─── Available data

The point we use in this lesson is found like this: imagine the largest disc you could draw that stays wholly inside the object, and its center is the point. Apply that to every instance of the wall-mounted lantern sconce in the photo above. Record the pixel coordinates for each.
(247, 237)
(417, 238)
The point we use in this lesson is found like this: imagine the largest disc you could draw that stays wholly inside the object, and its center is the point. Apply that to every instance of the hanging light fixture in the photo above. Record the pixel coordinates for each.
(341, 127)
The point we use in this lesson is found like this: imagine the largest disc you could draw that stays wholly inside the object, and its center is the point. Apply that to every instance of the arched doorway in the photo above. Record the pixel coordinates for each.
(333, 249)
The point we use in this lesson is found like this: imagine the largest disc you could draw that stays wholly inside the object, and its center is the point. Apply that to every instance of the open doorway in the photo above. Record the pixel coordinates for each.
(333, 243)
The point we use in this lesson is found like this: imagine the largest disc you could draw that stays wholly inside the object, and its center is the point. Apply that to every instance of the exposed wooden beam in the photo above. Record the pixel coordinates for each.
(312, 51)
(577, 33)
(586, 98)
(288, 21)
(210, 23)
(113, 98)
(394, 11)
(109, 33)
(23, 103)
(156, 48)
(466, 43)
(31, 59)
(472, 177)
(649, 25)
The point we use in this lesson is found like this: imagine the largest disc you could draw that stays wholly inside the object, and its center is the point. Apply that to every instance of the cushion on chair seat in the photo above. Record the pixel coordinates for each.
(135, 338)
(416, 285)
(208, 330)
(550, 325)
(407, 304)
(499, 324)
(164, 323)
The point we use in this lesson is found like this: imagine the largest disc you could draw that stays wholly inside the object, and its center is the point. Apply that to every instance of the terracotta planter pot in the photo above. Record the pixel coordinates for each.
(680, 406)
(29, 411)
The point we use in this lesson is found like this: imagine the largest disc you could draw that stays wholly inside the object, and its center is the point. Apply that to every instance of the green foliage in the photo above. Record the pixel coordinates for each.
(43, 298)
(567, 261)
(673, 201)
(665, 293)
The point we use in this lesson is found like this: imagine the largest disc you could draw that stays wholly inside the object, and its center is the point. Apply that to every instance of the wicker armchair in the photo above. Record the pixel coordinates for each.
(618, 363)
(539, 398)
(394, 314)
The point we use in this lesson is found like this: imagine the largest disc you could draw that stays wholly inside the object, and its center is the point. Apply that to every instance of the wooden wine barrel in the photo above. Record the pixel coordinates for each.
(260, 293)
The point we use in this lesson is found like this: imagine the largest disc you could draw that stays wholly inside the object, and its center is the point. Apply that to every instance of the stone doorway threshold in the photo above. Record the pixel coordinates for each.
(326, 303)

──────

**What to work on**. Reproduce exactly the line that holds "of the terracotta", then every line after it, ending with the final line of the records above.

**Answer to this exercise**.
The point we use in this lesson is found like this: imagine the largest disc you could draw that stays wholly inside the object, and its center is the point. Apply that to every instance of the terracotta planter pot in the photo above. Record the pixel coordinates for each.
(680, 406)
(29, 411)
The point we use in this lesson is found like this: imagine the largest disc you could draw that stays wholly inside the object, and its center is the point. Apply that to every instance of the green foliage in the photo above. Record the pixel coordinates for each.
(43, 298)
(567, 261)
(673, 201)
(665, 293)
The point we use in this lesson is found like this: imagine the largest disc you could draw that stays wholly inside the object, and its center is the point. Apply that to every instance of the wicker armchair in the photo above. Record the pixel coordinates for each.
(618, 363)
(539, 398)
(394, 314)
The point we use in this lesson is found like this: imagine the largest disc you could draw that stays wholly inside the object, and its center is the point. Apply that to every instance of the wooden wine barrel in the photo above. Record the pixel coordinates for each.
(260, 293)
The point we use in this lesson is found like this: imagine the largest disc you could draw that stays wholly inside the object, and its center is the point. Apply that to every instance of the stone doorway threshold in the photo above. Record the pixel coordinates for each.
(326, 303)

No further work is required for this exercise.